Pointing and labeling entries
▬▬▬

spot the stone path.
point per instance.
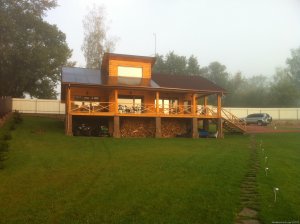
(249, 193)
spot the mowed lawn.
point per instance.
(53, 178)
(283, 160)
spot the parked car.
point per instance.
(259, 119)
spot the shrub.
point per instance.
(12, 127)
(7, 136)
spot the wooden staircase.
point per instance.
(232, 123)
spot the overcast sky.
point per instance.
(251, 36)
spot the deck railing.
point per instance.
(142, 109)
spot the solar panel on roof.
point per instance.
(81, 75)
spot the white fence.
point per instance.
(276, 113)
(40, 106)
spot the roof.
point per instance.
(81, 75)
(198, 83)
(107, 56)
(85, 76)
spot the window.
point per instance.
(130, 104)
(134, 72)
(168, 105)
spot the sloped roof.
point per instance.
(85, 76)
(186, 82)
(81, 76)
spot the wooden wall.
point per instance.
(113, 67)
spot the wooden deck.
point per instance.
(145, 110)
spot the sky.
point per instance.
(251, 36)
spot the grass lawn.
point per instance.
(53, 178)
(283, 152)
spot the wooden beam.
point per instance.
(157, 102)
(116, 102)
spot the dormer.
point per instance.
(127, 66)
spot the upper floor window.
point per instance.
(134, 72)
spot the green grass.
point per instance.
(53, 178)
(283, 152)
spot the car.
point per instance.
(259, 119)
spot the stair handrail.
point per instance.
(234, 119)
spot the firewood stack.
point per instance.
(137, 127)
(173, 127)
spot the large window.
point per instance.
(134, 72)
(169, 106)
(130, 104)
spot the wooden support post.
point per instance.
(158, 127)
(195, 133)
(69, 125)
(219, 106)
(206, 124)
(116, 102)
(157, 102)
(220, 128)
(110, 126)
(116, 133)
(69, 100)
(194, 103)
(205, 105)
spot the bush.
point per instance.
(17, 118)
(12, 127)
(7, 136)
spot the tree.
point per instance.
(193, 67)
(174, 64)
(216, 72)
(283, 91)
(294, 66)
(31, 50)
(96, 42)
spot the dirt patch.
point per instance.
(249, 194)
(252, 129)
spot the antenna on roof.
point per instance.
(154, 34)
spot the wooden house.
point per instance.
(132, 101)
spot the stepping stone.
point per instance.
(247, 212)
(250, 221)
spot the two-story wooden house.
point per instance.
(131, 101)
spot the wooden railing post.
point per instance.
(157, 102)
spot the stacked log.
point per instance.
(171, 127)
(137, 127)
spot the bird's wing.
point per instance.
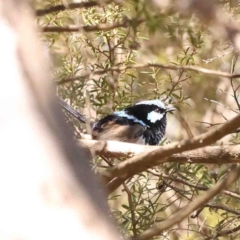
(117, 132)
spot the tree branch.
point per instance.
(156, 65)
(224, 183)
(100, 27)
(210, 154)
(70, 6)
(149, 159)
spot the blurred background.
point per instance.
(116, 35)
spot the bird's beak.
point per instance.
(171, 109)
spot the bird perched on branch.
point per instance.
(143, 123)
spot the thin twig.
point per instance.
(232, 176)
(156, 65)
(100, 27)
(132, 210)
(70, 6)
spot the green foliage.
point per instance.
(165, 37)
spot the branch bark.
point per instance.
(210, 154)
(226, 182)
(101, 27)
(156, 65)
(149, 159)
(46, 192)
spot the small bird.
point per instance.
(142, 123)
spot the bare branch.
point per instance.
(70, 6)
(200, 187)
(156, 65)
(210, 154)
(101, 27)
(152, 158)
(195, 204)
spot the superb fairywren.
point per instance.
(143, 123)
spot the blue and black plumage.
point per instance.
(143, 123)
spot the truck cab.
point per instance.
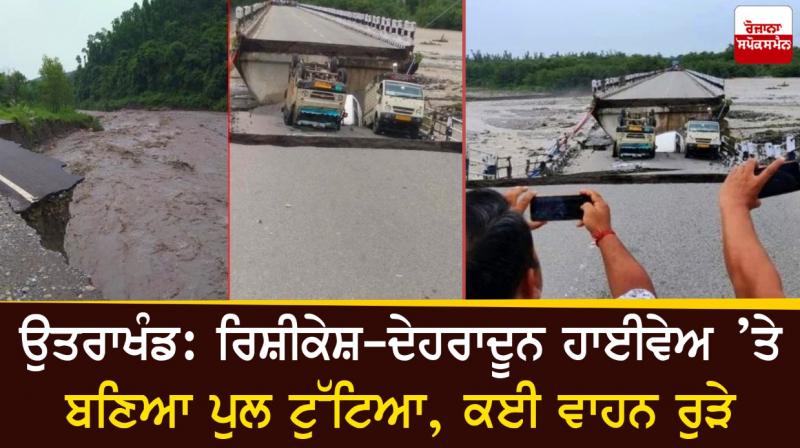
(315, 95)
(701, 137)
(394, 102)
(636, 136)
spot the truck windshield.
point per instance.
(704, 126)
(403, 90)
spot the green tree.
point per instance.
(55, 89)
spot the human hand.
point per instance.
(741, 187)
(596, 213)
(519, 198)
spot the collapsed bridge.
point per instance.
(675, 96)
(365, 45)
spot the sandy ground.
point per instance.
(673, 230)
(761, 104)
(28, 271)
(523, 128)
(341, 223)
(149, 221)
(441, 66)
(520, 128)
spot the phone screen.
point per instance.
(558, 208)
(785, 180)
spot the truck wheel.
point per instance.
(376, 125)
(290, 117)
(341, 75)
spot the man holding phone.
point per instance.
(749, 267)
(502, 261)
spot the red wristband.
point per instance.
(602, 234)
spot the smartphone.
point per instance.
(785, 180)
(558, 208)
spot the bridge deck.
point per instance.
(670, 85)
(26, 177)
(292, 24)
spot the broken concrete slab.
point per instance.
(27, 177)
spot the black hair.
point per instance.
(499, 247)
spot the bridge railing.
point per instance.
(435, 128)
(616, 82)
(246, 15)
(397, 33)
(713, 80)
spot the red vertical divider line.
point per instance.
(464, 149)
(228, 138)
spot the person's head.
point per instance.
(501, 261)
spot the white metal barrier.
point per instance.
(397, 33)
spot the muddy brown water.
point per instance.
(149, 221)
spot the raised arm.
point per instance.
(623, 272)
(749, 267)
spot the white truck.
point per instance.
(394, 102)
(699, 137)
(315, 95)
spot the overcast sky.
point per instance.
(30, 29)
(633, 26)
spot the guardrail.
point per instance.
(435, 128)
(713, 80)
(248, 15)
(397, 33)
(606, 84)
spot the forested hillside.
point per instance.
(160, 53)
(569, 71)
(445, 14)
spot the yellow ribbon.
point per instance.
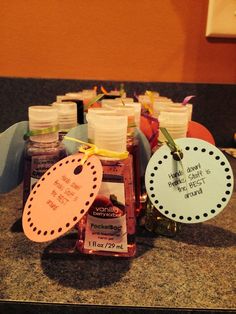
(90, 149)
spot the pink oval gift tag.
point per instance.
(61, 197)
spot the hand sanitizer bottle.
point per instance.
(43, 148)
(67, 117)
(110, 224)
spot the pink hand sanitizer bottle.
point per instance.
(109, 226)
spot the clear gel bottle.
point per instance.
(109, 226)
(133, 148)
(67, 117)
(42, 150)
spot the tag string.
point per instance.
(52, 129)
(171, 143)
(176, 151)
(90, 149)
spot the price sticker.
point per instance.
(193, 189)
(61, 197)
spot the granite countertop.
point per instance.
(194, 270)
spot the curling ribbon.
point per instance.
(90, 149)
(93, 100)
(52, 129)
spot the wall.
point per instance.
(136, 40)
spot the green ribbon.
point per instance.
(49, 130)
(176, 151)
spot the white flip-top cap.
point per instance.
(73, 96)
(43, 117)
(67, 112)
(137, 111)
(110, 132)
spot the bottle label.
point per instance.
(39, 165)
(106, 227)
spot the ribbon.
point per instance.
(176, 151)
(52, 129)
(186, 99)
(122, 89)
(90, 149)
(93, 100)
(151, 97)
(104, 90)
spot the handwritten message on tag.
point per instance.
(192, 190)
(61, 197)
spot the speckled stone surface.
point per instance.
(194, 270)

▬▬▬

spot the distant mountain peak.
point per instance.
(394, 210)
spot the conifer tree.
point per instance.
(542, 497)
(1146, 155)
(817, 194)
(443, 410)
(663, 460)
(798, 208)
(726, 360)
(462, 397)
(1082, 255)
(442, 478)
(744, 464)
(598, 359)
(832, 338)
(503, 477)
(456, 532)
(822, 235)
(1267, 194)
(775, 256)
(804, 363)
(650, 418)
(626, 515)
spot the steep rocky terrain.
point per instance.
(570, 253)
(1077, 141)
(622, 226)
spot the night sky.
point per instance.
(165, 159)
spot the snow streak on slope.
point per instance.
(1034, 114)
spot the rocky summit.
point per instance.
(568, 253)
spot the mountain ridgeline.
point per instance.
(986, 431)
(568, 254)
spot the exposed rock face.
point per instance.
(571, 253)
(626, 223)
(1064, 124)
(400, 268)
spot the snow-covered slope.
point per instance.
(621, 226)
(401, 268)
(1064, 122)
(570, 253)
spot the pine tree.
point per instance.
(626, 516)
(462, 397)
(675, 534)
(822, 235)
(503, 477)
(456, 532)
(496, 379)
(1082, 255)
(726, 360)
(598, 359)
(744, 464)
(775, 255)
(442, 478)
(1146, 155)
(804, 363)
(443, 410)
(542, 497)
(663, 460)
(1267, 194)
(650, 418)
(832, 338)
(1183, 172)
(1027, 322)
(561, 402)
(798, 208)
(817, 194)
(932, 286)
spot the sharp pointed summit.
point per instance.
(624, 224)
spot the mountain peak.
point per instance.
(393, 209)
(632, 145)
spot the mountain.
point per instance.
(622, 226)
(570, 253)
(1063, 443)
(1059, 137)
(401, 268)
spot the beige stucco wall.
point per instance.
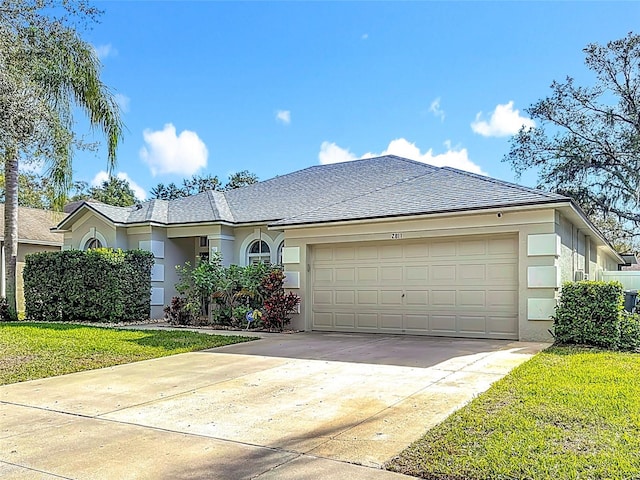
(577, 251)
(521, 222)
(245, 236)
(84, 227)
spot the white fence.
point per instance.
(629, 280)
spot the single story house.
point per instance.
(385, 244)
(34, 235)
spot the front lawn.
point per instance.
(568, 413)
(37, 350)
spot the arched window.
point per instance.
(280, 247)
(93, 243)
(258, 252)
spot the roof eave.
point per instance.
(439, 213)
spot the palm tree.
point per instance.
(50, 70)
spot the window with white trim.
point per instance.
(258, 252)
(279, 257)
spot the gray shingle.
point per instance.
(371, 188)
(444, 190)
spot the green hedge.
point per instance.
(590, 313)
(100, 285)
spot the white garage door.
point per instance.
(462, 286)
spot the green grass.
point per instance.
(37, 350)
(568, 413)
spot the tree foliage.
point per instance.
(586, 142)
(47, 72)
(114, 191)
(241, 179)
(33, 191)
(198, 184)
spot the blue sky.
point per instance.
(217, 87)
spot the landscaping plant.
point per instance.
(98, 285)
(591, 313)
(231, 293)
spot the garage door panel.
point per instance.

▬▬▬

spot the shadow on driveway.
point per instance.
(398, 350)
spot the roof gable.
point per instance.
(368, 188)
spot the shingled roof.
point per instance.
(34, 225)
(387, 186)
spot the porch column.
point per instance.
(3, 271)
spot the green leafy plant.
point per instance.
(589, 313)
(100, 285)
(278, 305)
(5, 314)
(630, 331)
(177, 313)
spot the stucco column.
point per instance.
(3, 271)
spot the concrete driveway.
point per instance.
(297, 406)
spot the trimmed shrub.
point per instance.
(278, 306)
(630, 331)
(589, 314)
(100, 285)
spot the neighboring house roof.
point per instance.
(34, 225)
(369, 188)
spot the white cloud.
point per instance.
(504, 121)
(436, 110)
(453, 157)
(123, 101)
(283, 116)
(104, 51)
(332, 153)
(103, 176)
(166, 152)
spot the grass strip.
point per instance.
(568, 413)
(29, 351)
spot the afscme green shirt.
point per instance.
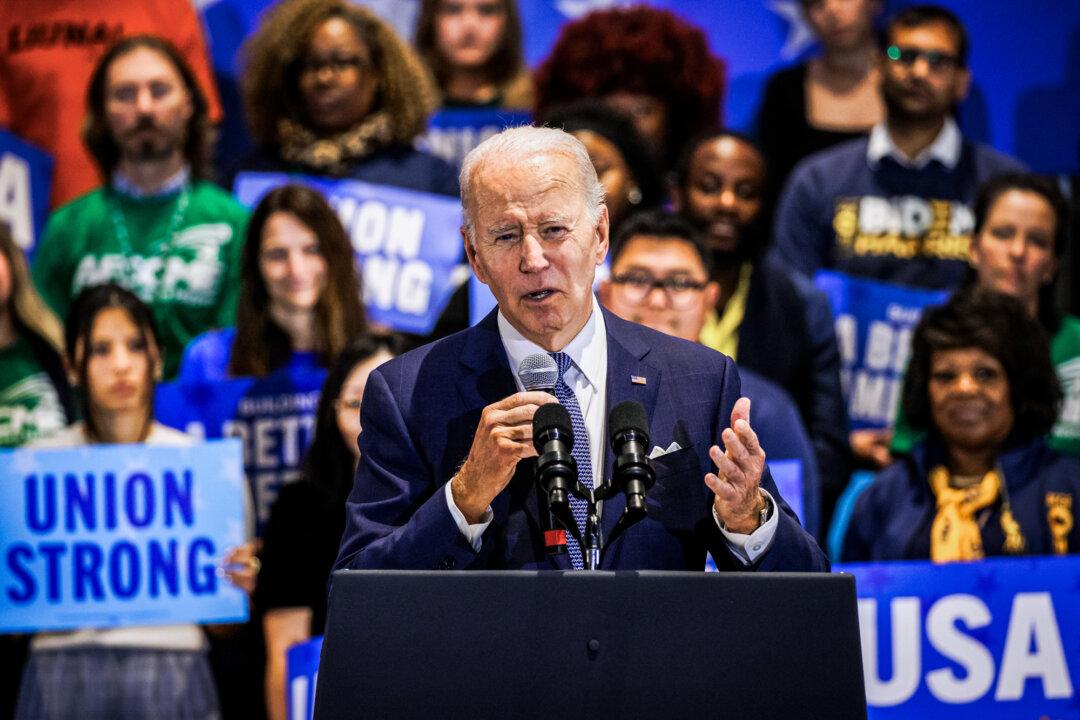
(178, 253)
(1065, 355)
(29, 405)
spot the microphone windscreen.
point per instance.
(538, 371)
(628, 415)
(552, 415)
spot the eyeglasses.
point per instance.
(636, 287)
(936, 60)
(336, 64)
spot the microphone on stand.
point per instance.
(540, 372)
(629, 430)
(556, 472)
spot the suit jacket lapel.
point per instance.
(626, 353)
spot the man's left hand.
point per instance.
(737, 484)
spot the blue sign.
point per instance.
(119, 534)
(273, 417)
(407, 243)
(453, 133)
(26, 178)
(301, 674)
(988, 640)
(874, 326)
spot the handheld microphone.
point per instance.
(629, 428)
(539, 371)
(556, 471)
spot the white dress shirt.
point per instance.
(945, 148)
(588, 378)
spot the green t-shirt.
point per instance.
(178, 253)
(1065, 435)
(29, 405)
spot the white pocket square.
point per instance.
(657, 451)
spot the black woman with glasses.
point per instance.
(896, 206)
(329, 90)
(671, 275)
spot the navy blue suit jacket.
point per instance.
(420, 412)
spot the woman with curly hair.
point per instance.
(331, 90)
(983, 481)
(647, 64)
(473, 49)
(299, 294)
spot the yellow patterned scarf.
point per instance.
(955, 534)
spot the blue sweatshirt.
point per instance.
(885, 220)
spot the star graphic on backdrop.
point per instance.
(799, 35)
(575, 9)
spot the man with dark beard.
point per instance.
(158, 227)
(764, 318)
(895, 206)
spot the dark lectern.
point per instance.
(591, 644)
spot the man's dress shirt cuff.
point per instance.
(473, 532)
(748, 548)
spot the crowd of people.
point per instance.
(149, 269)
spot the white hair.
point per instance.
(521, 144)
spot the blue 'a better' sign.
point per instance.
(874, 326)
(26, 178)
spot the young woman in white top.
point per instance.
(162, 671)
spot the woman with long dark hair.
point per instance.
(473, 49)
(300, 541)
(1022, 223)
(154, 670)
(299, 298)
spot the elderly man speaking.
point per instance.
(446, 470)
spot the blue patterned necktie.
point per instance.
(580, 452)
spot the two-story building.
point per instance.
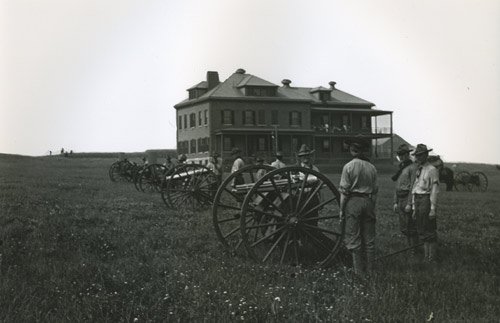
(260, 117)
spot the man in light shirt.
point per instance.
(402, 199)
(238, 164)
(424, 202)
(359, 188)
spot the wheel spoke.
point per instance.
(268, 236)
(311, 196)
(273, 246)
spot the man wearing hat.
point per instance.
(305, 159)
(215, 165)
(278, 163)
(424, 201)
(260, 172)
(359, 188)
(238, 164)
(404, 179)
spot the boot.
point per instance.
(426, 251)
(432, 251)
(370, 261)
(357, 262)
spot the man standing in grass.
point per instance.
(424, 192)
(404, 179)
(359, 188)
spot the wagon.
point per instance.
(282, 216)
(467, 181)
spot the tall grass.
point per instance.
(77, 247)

▬▬▬

== Job ==
Please gather every row above that contains the word "white" and copy each one unchanged. Case counts, so include only rows where the capitalization matches.

== Correct response ==
spot the white fence.
spot the white metal barrier.
spot the white truck.
spot the white flip-top cap.
spot the white fence.
spot the window with white trim.
spot the white garage door.
spot the white cloud.
spot the white dress shirt.
spot the white pocket square.
spot the white hair.
spot the young woman in white top.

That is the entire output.